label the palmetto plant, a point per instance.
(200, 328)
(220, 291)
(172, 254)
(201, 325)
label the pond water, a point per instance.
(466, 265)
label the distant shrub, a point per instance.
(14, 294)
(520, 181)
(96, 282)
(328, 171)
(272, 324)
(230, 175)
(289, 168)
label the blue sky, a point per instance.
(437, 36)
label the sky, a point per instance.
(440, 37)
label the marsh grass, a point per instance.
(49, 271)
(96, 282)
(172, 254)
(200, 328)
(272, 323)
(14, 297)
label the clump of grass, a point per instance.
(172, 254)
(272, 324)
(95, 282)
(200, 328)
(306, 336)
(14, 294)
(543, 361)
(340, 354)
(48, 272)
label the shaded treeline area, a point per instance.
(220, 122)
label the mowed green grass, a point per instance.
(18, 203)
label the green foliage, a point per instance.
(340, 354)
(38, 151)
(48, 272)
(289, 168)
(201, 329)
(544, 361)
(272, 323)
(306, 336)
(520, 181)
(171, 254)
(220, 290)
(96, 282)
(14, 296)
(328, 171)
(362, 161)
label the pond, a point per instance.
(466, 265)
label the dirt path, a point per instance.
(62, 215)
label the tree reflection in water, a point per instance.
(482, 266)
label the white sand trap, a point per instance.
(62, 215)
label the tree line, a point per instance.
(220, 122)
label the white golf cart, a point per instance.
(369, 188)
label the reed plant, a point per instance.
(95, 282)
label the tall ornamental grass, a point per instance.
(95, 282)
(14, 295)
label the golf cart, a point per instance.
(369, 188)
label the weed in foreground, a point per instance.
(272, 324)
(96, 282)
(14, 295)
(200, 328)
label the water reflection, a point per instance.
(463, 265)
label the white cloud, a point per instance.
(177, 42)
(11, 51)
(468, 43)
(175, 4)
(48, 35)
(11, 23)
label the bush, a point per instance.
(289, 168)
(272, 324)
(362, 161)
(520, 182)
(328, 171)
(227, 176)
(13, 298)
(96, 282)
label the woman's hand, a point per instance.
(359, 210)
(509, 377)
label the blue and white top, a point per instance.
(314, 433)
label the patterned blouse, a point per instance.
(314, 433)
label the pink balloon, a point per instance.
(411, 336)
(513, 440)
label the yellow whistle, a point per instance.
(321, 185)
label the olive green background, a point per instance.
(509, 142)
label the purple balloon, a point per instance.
-*-
> _Task directions_
Rescale everything from the line containing "label the pink balloon, a point per instance." down to the end of the data, both ends included. Repeat each line, requests too, but multiply every point coordinate by 0.95 and round it to a whole number, with halves rounding up.

> _Task result_
label the pink balloon, a point per instance.
(390, 319)
(487, 418)
label the yellow whistle, a point per instance.
(305, 176)
label the olive green background, a point per instance.
(484, 135)
label the purple balloon, a point per instance.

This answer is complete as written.